- What the task asks -
Could you extract every entry below and reproduce it exactly?

A run of records:
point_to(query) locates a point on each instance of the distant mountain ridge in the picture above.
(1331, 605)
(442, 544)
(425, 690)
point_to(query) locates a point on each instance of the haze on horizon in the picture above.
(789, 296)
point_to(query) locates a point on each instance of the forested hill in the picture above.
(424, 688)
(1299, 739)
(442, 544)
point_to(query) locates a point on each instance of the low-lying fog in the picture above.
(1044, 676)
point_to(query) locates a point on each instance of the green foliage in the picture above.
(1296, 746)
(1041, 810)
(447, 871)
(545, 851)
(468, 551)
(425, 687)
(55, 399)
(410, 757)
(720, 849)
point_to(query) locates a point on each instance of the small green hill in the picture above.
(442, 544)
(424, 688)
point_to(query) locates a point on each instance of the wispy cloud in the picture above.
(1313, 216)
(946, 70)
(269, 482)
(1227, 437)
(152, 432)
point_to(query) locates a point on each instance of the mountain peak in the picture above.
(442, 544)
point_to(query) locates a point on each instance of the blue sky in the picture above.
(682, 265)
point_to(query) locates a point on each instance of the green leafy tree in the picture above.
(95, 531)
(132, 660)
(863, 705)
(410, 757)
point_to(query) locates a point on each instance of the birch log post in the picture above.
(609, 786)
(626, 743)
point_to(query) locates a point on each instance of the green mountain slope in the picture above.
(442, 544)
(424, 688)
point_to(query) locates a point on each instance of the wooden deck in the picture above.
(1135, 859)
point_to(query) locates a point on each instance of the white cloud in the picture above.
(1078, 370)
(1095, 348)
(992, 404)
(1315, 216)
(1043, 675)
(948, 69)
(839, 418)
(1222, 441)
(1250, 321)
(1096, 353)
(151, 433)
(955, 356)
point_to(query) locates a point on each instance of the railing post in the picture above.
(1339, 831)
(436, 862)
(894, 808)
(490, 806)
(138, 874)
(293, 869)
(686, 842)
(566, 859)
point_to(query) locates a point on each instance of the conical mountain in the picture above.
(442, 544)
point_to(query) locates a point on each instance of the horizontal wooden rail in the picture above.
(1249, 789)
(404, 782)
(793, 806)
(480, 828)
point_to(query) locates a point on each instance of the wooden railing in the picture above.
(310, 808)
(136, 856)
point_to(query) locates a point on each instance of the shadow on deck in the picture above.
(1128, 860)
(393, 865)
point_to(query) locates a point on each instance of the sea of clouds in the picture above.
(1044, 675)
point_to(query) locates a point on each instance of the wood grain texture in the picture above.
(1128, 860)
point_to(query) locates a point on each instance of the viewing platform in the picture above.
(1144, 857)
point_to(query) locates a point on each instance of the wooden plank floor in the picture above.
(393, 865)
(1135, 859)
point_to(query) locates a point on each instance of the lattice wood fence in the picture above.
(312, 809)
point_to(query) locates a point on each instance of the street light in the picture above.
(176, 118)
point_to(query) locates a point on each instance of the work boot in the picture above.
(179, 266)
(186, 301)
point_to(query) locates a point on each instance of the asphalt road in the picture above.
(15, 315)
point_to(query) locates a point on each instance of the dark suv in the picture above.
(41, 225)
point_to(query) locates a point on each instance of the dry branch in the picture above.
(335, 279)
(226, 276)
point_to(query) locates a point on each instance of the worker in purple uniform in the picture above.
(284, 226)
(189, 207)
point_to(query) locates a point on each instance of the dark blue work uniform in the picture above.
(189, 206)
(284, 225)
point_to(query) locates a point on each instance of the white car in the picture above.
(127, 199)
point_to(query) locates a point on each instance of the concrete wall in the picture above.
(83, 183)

- Written response -
point_to(query) locates a point on each instance of the distant mountain ridge in the picture above.
(1331, 605)
(442, 544)
(425, 690)
point_to(query) locates a point on each instance of the haze on horizon in the picture above.
(789, 296)
point_to(query) locates a point on each instance of the forested hill in the picture above.
(424, 688)
(1299, 739)
(442, 544)
point_to(query) locates a point on each instance of the low-lying fog in the picture above.
(1044, 676)
point_to(query) locates a point on each instance of the green foliage in the picture above.
(1296, 746)
(1041, 810)
(447, 871)
(545, 851)
(468, 551)
(425, 687)
(55, 399)
(410, 757)
(720, 849)
point_to(query) locates a point on each instance of the small green hill in the picture above.
(442, 544)
(424, 688)
point_to(query) locates a point on each instance of the wispy cloud in the picture above.
(1313, 216)
(946, 70)
(269, 482)
(1227, 437)
(152, 432)
point_to(query) locates a point on each instance of the mountain peak in the picture above.
(442, 544)
point_to(query) locates a point on each instance of the blue sky in the picture above.
(682, 265)
point_to(query) locates a point on each instance of the green leafy tree in the picture above.
(95, 531)
(132, 660)
(863, 705)
(410, 757)
point_to(query) locates a point on each instance of the birch log post in the picture above.
(609, 786)
(626, 743)
point_to(query) locates a point on each instance of the green mountain slope in the picture above.
(442, 544)
(424, 688)
point_to(query) locates a point on each instance of the wooden deck in the picture above.
(1135, 859)
point_to(query) locates a point on each instance of the white cloud in the picture above.
(1078, 370)
(1095, 348)
(992, 404)
(1315, 216)
(1043, 675)
(948, 69)
(839, 418)
(1222, 441)
(1250, 321)
(1096, 353)
(151, 433)
(955, 356)
point_to(query) locates a point on each instance of the railing post in the picture above.
(1339, 831)
(436, 862)
(894, 808)
(490, 806)
(138, 874)
(293, 869)
(686, 842)
(566, 859)
point_to(query) locates a point on each instance of the conical mountain in the picture above.
(442, 544)
point_to(query) locates a point on each instance of the horizontal wooden rail in the picture above.
(1249, 789)
(404, 782)
(793, 806)
(480, 828)
point_to(query) locates a point on each instance of the wooden railing in the picture above.
(310, 808)
(136, 856)
point_to(query) locates a point on each instance of the shadow on deck in the picture above.
(1128, 860)
(393, 865)
point_to(query) locates a point on each instance of the sea of clouds in the picture above.
(1044, 675)
point_to(query) locates a point on each instance of the wood grain texture in the picture above.
(1128, 860)
point_to(query) locates a point on each instance of the viewing platform in the picture above.
(1144, 857)
point_to(query) locates a point on each instance of the wooden plank floor in the picture above.
(393, 865)
(1135, 859)
point_to(query) locates a point on each instance of the lattice wood fence in the picture above.
(312, 809)
point_to(query) locates a point on each instance of the street light in the picture above.
(176, 118)
point_to(query) locates a point on each instance of the work boot in the picture above.
(179, 266)
(186, 301)
point_to(query) locates a point on each instance of the asphalt road in the picture above.
(15, 315)
point_to(query) locates a point on each instance of the dark suv in the picture above.
(41, 225)
point_to(query) locates a point on each instance of the dry branch in the picture above.
(335, 279)
(226, 276)
point_to(query) locates a point on each instance of the worker in purple uniform in the picture above.
(284, 226)
(189, 207)
point_to(query) locates a point on each instance of the dark blue work uniform in the picture above.
(189, 206)
(284, 225)
point_to(query) locates a point on each instance of the white car in the picture above.
(127, 199)
point_to(query) locates a point on each instance of the concrete wall in the picture above.
(83, 183)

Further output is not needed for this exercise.